Stored records
(begin)

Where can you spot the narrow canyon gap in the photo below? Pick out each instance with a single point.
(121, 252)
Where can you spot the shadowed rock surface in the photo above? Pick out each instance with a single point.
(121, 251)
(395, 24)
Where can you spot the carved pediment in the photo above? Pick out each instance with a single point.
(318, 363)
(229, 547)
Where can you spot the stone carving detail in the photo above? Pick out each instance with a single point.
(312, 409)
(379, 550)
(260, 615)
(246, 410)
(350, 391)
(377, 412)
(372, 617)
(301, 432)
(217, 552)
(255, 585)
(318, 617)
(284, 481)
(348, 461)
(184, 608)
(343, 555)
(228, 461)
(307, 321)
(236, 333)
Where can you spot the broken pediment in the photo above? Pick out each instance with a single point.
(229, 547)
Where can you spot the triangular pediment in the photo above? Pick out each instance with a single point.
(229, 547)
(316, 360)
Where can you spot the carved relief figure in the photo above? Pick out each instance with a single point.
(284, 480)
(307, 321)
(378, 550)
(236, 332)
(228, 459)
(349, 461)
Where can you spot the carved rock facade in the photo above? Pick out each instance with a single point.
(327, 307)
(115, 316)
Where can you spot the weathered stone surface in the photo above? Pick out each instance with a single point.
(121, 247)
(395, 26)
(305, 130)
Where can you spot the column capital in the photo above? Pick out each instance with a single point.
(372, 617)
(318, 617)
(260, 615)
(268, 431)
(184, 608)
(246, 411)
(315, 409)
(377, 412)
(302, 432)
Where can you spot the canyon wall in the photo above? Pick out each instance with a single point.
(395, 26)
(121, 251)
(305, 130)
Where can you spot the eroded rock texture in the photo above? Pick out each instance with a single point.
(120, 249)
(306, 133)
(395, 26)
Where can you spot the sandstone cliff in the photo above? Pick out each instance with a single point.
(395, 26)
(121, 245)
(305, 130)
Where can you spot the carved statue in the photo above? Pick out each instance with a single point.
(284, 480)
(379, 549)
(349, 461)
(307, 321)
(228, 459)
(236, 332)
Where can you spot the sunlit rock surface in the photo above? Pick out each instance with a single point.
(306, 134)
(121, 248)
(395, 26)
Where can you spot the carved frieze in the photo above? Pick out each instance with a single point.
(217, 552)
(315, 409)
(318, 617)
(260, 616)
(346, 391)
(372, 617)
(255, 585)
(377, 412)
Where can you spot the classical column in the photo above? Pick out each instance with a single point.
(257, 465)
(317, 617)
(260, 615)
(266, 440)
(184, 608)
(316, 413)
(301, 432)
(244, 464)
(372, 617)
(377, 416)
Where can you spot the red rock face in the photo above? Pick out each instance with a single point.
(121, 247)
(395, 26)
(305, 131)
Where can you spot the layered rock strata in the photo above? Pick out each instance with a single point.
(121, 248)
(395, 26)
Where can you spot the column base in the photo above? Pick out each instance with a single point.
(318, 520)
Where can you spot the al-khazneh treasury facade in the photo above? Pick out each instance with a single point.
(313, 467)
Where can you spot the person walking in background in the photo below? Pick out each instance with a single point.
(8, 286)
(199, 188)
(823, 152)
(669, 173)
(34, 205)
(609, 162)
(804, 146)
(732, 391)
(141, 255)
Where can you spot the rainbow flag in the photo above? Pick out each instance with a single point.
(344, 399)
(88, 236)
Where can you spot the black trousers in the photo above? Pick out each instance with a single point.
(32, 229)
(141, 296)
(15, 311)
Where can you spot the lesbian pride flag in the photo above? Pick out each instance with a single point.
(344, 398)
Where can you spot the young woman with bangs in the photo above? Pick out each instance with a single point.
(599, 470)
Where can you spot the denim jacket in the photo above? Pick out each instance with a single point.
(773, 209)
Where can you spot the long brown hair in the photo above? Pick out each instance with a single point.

(end)

● **What is asked**
Copy the lines of the records verbatim, from the line containing "Where can you spot the young" through the end of the records, both ends included.

● **Full solution**
Where can you spot the young woman with bangs in the photo above? Pick out each instance with a single point.
(599, 470)
Where can you spot the denim jacket in the photo above? Pick out each instance with a single point.
(773, 209)
Where can you spot the long brown hair in the photo above? Pick out each instance with a single point.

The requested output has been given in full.